▶ Consegna
Riporta come CSV a due colonne, «testo» e «risposta», la parte dell'elenco che inizia dalla riga contenente "black eye stripe" e termina con quella contenente "column 623, row 287", entrambe incluse. Crea una riga del CSV per ogni testo, insieme alla sua risposta. Metti ciascun valore in un unico campo tra virgolette e sostituisci gli a capo con spazi.

▶ Elenco dei punti etichettati

"""

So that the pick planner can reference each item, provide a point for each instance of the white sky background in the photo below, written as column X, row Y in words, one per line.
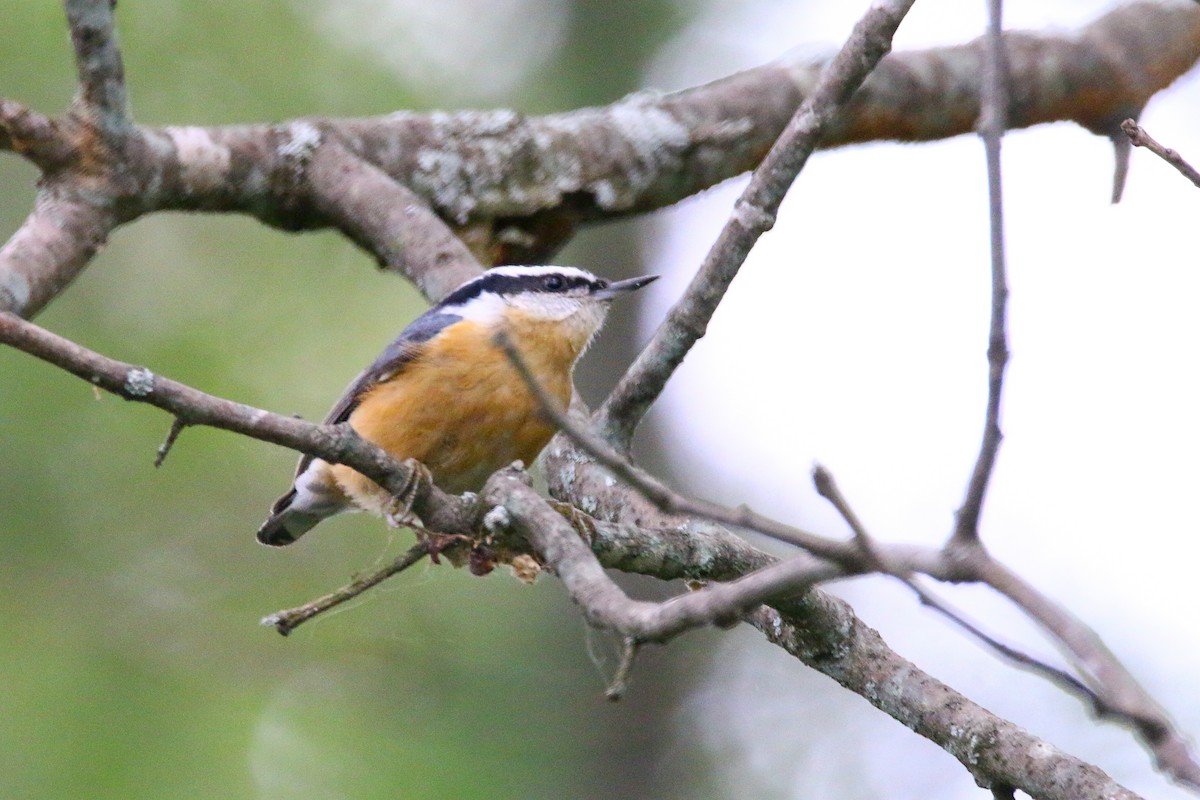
column 856, row 336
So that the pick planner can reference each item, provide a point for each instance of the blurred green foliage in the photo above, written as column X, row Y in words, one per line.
column 131, row 657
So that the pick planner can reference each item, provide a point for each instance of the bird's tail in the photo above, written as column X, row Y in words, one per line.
column 286, row 525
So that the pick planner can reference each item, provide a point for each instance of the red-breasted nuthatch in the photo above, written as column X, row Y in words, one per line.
column 445, row 395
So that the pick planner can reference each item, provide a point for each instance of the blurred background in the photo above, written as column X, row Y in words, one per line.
column 131, row 661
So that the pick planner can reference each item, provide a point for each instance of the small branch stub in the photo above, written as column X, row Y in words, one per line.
column 1139, row 138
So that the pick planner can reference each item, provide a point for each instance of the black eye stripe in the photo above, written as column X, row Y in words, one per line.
column 511, row 284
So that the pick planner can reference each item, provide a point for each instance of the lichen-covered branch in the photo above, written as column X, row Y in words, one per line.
column 522, row 185
column 753, row 216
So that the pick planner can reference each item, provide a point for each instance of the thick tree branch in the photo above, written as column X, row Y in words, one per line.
column 51, row 248
column 682, row 549
column 387, row 218
column 522, row 184
column 753, row 216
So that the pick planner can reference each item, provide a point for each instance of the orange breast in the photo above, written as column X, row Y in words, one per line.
column 461, row 409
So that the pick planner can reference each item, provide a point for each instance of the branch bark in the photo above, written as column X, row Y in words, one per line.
column 521, row 185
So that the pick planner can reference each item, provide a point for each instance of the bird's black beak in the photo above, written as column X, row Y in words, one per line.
column 623, row 287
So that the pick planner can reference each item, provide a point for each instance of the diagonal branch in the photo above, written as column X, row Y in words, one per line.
column 51, row 248
column 753, row 216
column 993, row 118
column 1139, row 138
column 102, row 91
column 387, row 218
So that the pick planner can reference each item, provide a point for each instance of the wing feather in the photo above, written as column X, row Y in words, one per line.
column 390, row 364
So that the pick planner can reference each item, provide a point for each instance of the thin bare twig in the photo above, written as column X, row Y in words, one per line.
column 753, row 216
column 177, row 427
column 333, row 443
column 102, row 91
column 619, row 683
column 289, row 619
column 658, row 492
column 991, row 127
column 1139, row 138
column 828, row 488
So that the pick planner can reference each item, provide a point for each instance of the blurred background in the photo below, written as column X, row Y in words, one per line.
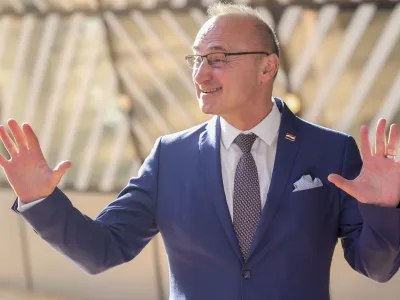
column 100, row 80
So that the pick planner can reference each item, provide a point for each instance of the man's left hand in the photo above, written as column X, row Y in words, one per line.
column 379, row 180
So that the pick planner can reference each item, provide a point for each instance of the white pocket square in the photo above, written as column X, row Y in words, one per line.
column 306, row 183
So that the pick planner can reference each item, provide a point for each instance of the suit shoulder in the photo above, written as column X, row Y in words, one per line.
column 319, row 131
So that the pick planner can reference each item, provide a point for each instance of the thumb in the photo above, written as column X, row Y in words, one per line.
column 61, row 169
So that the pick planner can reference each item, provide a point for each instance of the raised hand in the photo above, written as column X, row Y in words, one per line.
column 27, row 170
column 379, row 180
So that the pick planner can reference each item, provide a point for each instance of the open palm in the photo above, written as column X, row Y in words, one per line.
column 379, row 180
column 27, row 170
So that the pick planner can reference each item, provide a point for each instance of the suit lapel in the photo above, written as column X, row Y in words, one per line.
column 210, row 159
column 284, row 161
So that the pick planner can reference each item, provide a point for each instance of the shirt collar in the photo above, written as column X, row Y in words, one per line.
column 266, row 130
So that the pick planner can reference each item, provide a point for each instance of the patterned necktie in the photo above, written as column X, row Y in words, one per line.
column 246, row 195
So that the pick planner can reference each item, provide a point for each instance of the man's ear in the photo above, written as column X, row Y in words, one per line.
column 269, row 67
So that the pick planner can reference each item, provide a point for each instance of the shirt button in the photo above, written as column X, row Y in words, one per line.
column 246, row 274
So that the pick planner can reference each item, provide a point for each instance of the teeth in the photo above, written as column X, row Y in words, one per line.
column 212, row 90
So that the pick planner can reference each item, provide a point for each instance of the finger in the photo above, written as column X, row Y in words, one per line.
column 8, row 142
column 3, row 161
column 61, row 169
column 32, row 140
column 19, row 136
column 365, row 143
column 380, row 139
column 343, row 184
column 391, row 148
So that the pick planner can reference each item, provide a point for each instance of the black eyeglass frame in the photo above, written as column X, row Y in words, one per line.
column 219, row 52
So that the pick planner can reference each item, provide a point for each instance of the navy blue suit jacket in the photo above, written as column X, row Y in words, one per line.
column 179, row 193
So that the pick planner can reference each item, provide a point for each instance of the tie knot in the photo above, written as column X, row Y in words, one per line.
column 245, row 141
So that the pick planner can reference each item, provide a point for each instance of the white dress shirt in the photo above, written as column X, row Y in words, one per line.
column 263, row 151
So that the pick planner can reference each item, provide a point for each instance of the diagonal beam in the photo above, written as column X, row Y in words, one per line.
column 353, row 35
column 85, row 170
column 325, row 19
column 142, row 99
column 28, row 24
column 39, row 70
column 150, row 33
column 17, row 5
column 41, row 5
column 159, row 84
column 79, row 102
column 377, row 59
column 389, row 108
column 56, row 97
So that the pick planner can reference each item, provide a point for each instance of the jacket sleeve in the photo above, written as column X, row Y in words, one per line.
column 370, row 234
column 116, row 236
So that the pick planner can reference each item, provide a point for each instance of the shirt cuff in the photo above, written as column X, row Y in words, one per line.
column 25, row 206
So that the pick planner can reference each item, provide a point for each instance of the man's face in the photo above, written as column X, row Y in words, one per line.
column 226, row 89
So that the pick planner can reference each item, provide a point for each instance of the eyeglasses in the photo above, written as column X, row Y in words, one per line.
column 216, row 59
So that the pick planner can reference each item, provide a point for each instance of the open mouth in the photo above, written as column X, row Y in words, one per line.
column 210, row 91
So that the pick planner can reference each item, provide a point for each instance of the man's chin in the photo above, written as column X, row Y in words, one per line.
column 208, row 109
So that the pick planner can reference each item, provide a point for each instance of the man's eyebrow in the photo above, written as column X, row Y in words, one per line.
column 218, row 48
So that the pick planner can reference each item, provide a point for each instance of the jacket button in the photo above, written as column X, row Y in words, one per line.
column 246, row 274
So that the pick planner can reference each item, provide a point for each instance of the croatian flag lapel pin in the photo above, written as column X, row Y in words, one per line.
column 290, row 137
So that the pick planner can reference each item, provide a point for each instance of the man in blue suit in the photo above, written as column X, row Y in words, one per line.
column 250, row 204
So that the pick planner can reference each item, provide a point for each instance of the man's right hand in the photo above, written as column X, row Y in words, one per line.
column 27, row 170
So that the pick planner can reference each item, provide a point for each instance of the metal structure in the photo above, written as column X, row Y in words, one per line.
column 100, row 80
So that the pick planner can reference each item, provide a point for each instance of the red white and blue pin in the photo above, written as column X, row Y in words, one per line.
column 290, row 137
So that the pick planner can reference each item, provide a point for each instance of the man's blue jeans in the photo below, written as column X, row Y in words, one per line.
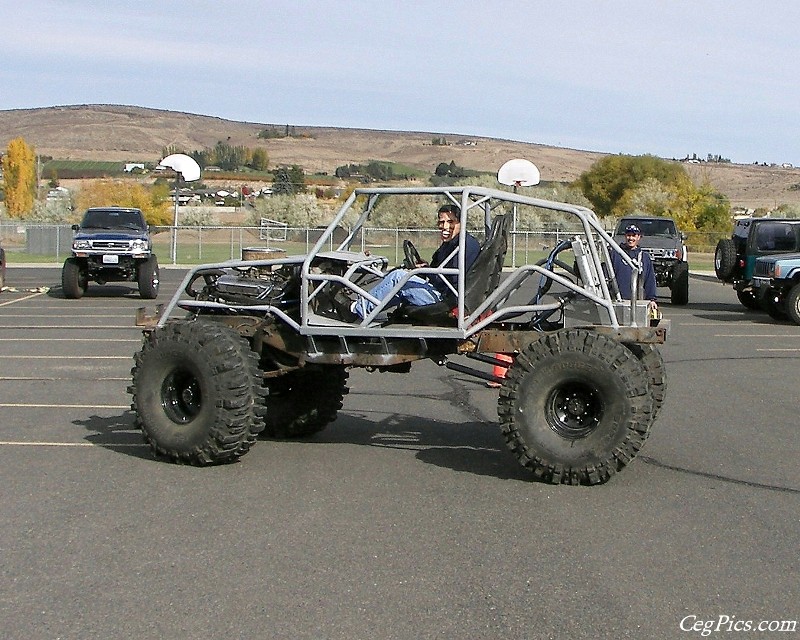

"""

▶ Soluzione
testo,risposta
"So that the pick planner can reference each item, provide a point for each instance of the black eye stripe in the photo above, written as column X, row Y in words, one per line.","column 511, row 284"
"So that the pick planner can reference each item, provide a point for each instance of the lichen-covered branch in the photo above, written as column X, row Y in words, one per line.","column 522, row 185 column 753, row 216"
"So that the pick planner can reference each item, provide a point for each instance of the thick tree branch in the photo above, written as column X, row Y in words, one per line.","column 51, row 248 column 682, row 549 column 387, row 218 column 522, row 184 column 753, row 216"
"So that the pick planner can reference each item, provide a point for each instance of the orange breast in the photo above, written as column X, row Y in words, one per line.","column 461, row 409"
"So that the pick planner can reference each item, provide a point for each instance of the branch bark in the photo above, written as column X, row Y in words, one per line.","column 521, row 185"
"So that the pick planner can reference each item, provide a point for each instance of the bird's black beak in the photo above, written as column X, row Y in words, one per line.","column 623, row 287"